Carry on the article about Irish judge David Keane, picking up after its final sentence.

Quoted passage -
────

Judge of the High Court
- Incumbent
- Assumed office 25 July 2013
- Nominated by: Government of Ireland
- Appointed by: Michael D. Higgins

Personal details
- Born: 19 September 1964 (age 61) London, England
- Education: Trinity College Dublin; Law Society of Ireland; University College Dublin; King's Inns;

= David Keane (judge) =

Irish barrister, High Court judge since 2013

David Keane (born 19 September 1964) is an Irish judge and lawyer who has served as a Judge of the High Court since July 2013.

== Early life ==
Keane was born in London in 1964. He attended Rockwell College and studied law at Trinity College Dublin. At Trinity, he was the President of the University Philosophical Society and won the Irish Times Debate. He obtained an LLM from University College Dublin in European Union law in 1997.

== Legal career ==

He first qualified as a solicitor in 1992 and then converted to become a barrister in 1998. He became a senior counsel in 2009. He trained and subsequently practised in the offices of future judge Garrett Sheehan and worked at the Chief State Solicitor's Office from 1997 to 1998. His practice at the bar focused on criminal law, administrative law and civil litigation. He was a council member of the Irish Council for Civil Liberties from 1992 to 1994.

He was involved in the cases Heaney & McGuinness v Ireland in relation to Article 6 of the European Convention on Human Rights and Cogley v RTÉ which established rules relating to public interest and defamation in the press. He represented RTÉ at the Barr Tribunal and the Flood Tribunal. He also appeared at the Commission to Inquire into Child Abuse.

== Judicial career ==
In 2008, he was nominated by the Government of Ireland to be one of three candidates to be put forward for election to the European Court of Human Rights. He came in second place to Ann Power, and therefore, he was not elected.

────

(Collected data)
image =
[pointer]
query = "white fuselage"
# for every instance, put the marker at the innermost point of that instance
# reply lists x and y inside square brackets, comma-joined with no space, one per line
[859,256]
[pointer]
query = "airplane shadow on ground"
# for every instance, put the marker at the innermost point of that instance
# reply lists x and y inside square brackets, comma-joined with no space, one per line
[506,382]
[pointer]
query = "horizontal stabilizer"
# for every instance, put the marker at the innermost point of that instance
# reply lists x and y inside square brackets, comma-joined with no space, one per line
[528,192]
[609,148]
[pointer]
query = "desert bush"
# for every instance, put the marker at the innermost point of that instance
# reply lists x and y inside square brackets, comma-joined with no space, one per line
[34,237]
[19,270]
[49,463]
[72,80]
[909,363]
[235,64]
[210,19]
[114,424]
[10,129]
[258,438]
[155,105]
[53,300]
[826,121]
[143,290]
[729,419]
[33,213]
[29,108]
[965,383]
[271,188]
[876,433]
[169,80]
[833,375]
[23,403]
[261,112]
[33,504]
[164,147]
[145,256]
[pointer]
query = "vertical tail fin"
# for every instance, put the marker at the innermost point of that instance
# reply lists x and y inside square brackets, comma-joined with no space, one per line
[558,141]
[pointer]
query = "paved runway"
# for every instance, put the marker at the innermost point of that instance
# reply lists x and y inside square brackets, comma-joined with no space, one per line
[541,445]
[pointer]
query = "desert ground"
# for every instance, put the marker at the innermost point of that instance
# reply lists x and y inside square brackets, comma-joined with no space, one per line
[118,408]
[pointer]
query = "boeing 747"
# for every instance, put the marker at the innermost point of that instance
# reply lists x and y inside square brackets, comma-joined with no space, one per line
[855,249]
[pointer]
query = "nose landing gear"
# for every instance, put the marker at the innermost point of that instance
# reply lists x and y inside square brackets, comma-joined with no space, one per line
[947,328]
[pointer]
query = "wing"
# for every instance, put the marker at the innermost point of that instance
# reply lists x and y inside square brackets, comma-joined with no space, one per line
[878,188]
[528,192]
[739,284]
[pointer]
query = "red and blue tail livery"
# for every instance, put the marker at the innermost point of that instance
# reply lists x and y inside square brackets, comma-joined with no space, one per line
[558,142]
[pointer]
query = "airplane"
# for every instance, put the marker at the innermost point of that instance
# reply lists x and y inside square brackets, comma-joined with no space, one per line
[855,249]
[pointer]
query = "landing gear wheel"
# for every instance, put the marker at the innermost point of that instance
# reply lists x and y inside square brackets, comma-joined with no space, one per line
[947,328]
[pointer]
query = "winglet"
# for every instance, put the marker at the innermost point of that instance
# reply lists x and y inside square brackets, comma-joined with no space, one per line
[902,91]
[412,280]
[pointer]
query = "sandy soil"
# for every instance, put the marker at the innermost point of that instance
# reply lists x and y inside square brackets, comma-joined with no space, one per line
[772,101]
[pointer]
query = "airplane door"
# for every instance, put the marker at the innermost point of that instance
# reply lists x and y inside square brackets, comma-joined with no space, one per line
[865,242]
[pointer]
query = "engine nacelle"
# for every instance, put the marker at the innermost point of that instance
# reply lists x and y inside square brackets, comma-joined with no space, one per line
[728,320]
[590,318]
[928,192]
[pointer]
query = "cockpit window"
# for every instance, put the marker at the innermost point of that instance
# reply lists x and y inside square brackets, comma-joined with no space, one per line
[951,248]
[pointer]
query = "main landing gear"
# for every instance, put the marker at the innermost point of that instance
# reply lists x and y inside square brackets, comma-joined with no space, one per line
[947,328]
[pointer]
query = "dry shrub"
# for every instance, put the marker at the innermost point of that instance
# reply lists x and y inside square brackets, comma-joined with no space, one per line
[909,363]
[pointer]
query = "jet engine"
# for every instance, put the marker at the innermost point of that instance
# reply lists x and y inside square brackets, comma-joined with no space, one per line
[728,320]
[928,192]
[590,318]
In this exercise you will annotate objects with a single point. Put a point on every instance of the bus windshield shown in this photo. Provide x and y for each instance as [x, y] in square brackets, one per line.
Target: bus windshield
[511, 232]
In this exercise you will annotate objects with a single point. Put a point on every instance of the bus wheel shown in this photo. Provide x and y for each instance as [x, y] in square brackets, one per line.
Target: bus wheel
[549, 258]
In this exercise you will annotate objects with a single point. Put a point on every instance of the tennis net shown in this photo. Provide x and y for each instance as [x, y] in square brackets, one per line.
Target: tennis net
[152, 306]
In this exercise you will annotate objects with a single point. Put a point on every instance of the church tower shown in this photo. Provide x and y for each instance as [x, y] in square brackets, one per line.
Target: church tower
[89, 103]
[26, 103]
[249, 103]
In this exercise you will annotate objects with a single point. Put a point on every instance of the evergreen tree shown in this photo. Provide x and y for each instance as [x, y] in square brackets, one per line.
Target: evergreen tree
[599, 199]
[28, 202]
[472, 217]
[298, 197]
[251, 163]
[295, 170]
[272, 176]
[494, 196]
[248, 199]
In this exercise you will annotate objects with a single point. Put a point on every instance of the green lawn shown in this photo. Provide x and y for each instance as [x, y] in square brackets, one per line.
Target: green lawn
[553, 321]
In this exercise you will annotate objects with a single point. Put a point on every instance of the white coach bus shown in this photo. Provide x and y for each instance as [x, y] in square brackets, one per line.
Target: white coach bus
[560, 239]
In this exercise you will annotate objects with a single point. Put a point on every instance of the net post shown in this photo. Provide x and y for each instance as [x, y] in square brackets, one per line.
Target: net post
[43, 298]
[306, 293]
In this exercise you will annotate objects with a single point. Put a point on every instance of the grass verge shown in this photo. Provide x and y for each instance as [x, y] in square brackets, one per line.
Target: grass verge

────

Response to this task -
He was appointed a Judge of the High Court in July 2013. Keane was appointed through application to the Judicial Appointments Advisory Board. He has heard cases including those involving matters of family law, liquidation, personal injuries, immigration law, and medical negligence.

He heard a constitutional challenge of electoral gender quotas legislation in 2016 from a Fianna Fáil candidate who was not selected for election. His decision that the plaintiff did not have locus standi was successfully appealed to Supreme Court of Ireland. He presided over a case initiated by Seán Gallagher seeking damages from RTÉ for airing a misleading tweet during a televised debate during the 2011 Irish presidential election. The matter was subsequently resolved outside of court.

In 2018, he accused lawyers of professional misconduct by omitting certain details from their arguments before him in a trial involving the removal order of a Polish citizen from Ireland. He threatened the lawyers in question with having to pay litigation costs, however, no further action was taken by him.

In May 2019, Keane had 22 cases awaiting judgment for at least two months, the highest amount among his High Court colleagues.